*Stated problem*
Everything from the line that contains "Please spot the boat hull" through the last line of the listing must be copied exactly, with both of those lines included and no others.

Dataset entries
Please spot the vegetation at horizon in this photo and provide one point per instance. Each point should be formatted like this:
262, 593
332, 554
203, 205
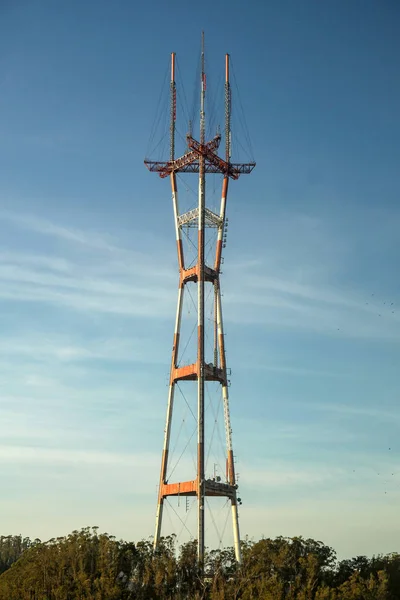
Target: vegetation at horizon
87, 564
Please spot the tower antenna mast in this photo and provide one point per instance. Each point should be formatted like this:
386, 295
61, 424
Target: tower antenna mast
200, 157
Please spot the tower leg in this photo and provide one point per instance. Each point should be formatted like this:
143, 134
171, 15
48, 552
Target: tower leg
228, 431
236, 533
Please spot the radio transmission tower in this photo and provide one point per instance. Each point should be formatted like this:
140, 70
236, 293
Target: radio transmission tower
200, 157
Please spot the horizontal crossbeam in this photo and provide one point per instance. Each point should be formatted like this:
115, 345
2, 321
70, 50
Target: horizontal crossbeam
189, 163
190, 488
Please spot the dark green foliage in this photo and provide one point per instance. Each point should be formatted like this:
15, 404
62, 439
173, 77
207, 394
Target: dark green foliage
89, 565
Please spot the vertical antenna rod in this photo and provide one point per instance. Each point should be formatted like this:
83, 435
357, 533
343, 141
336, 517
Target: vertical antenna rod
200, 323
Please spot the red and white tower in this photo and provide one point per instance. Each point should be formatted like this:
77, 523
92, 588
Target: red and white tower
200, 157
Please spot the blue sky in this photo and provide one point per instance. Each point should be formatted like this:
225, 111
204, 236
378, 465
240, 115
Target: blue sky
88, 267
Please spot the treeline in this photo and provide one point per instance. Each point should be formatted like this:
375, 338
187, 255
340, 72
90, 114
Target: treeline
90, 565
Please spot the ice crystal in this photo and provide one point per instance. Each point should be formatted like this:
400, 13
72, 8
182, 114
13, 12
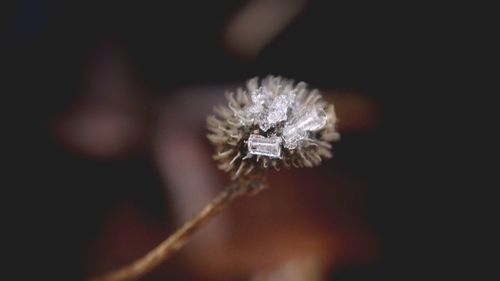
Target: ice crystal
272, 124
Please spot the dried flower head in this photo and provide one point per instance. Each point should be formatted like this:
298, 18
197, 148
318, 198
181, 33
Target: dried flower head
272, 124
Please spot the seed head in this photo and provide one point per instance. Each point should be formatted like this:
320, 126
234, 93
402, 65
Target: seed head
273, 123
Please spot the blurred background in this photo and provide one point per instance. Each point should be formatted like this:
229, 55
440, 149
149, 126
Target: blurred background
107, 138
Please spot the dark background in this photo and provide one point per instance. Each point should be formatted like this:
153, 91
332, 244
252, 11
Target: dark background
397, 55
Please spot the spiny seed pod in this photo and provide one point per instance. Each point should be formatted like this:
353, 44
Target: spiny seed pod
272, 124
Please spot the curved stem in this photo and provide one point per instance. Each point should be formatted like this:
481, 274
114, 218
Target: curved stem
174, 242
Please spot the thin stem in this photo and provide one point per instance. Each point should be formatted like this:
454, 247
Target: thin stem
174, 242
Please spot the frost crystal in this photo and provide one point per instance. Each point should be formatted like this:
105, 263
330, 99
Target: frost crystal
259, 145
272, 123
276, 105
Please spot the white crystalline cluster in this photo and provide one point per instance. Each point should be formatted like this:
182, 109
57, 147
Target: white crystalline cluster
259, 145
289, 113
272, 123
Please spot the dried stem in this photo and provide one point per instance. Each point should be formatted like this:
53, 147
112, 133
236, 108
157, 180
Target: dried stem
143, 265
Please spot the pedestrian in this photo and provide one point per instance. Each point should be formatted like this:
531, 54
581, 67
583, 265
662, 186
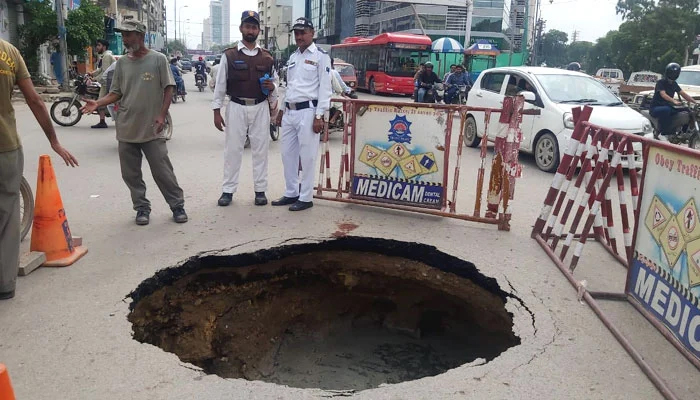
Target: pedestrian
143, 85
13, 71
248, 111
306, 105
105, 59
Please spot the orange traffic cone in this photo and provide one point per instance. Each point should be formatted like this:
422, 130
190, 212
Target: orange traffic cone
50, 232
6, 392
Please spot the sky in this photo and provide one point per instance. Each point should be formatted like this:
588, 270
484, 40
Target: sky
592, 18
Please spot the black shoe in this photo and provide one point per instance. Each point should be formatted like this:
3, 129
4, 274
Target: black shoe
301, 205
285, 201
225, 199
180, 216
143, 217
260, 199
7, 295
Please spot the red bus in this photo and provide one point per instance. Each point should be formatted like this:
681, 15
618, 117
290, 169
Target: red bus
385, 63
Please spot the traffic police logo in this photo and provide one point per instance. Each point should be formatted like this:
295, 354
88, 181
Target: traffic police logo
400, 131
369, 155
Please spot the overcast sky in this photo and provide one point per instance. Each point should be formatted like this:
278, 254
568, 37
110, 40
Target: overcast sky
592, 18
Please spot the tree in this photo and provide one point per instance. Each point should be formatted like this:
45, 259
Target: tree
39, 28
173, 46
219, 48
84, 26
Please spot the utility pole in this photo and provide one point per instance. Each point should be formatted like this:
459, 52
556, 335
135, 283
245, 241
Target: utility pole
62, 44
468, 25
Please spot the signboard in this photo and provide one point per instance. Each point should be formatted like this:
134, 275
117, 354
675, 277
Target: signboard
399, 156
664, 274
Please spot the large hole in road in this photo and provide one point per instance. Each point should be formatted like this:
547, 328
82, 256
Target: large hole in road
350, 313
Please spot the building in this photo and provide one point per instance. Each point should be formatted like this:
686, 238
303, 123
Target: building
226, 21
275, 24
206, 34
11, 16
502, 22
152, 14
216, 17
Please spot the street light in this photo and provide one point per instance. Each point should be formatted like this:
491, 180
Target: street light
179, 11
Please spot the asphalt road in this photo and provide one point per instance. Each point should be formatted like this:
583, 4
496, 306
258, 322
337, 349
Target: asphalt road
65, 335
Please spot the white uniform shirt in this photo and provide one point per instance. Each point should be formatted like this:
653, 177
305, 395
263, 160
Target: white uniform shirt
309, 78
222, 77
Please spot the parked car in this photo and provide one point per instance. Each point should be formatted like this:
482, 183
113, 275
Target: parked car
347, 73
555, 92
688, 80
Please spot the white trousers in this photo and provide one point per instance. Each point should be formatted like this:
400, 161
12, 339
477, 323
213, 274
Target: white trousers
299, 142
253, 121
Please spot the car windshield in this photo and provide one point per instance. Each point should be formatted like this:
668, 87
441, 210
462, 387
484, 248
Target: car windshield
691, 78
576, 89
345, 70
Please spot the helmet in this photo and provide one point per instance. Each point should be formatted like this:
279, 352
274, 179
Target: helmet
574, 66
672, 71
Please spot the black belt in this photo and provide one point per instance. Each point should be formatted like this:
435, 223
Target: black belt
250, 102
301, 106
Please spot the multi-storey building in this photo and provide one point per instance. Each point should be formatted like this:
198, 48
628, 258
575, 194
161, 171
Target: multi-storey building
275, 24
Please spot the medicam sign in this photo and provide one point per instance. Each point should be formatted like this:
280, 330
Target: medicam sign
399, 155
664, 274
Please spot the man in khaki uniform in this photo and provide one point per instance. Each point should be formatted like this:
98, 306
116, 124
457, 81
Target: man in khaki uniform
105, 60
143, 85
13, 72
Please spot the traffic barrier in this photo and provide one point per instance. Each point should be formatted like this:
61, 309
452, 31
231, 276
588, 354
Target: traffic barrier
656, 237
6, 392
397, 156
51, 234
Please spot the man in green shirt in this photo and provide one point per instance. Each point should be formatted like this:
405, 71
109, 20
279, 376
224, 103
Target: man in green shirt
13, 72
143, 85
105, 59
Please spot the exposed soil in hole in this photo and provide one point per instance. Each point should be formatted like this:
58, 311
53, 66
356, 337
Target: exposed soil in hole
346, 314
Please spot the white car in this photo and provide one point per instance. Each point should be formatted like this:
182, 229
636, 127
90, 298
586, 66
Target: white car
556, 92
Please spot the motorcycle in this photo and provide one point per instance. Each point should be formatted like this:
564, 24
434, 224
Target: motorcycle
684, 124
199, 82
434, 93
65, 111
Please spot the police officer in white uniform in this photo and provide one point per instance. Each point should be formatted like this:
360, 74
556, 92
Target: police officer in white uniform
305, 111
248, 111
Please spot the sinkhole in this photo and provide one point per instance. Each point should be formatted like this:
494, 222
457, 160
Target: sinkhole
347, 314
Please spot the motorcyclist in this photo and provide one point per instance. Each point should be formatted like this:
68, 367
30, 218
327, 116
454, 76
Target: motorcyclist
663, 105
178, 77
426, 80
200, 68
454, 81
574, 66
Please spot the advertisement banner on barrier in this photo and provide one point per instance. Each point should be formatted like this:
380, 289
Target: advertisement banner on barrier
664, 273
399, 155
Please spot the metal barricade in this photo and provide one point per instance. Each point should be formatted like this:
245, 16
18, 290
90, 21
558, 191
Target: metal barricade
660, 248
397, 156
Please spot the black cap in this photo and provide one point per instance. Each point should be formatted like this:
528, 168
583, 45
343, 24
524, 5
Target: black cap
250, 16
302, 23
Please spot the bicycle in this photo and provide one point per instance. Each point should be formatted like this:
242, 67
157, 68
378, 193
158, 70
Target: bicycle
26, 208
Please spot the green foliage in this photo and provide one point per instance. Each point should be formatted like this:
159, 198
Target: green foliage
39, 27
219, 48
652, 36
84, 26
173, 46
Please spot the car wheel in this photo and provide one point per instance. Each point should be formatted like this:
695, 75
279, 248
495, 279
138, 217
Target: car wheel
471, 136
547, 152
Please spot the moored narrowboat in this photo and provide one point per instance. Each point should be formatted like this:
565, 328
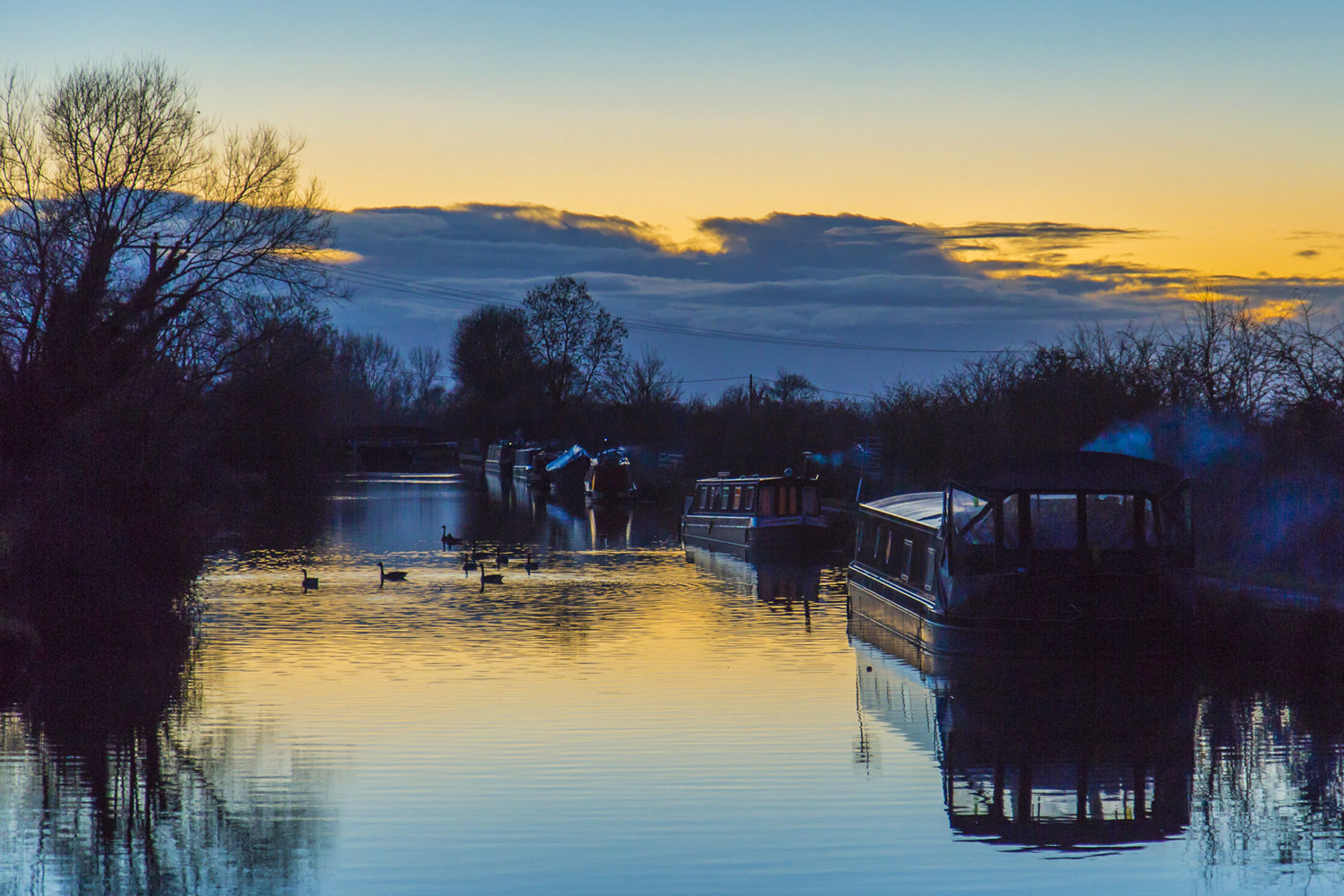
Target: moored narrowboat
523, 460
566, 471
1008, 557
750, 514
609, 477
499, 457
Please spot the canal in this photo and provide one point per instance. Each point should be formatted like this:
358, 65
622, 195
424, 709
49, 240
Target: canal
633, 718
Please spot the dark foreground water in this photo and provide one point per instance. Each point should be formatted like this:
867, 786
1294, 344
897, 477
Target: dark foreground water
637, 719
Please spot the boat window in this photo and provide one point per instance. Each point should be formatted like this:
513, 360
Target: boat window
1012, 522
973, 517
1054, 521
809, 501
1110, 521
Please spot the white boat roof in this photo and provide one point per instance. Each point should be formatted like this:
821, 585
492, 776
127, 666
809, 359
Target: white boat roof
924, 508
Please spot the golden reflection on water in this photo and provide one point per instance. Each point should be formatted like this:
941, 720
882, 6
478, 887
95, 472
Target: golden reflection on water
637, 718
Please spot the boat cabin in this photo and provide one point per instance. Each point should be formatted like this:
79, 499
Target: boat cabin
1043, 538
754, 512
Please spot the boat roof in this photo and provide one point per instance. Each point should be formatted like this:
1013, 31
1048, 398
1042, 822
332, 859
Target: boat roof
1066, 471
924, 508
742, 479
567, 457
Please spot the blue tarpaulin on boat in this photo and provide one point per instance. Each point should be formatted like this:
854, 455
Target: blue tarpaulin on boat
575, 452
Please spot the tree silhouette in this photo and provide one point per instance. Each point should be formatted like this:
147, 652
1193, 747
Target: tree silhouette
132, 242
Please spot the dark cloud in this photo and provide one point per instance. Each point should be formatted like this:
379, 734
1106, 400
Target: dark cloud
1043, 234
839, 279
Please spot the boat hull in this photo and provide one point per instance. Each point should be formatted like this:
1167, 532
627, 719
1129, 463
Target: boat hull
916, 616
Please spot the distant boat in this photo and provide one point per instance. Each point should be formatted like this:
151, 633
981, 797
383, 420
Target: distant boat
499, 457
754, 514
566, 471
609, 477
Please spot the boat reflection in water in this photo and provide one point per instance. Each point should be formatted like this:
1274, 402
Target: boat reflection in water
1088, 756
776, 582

*Task response*
Please spot the boat hull in this photo and provide one point per instance. Each point should be formatted like this:
1167, 532
627, 719
1129, 463
Target: boat hull
916, 616
Please spot the distant boat in this photo and provide one point per instance. Each point should be formatted like this:
151, 633
981, 797
383, 420
Target: distant boat
499, 457
754, 514
566, 471
609, 477
Please spot the boat reflection in water in this photo and provide one point per instance. Each point should be formatted like this:
1274, 402
Target: boat reflection in water
1088, 756
776, 582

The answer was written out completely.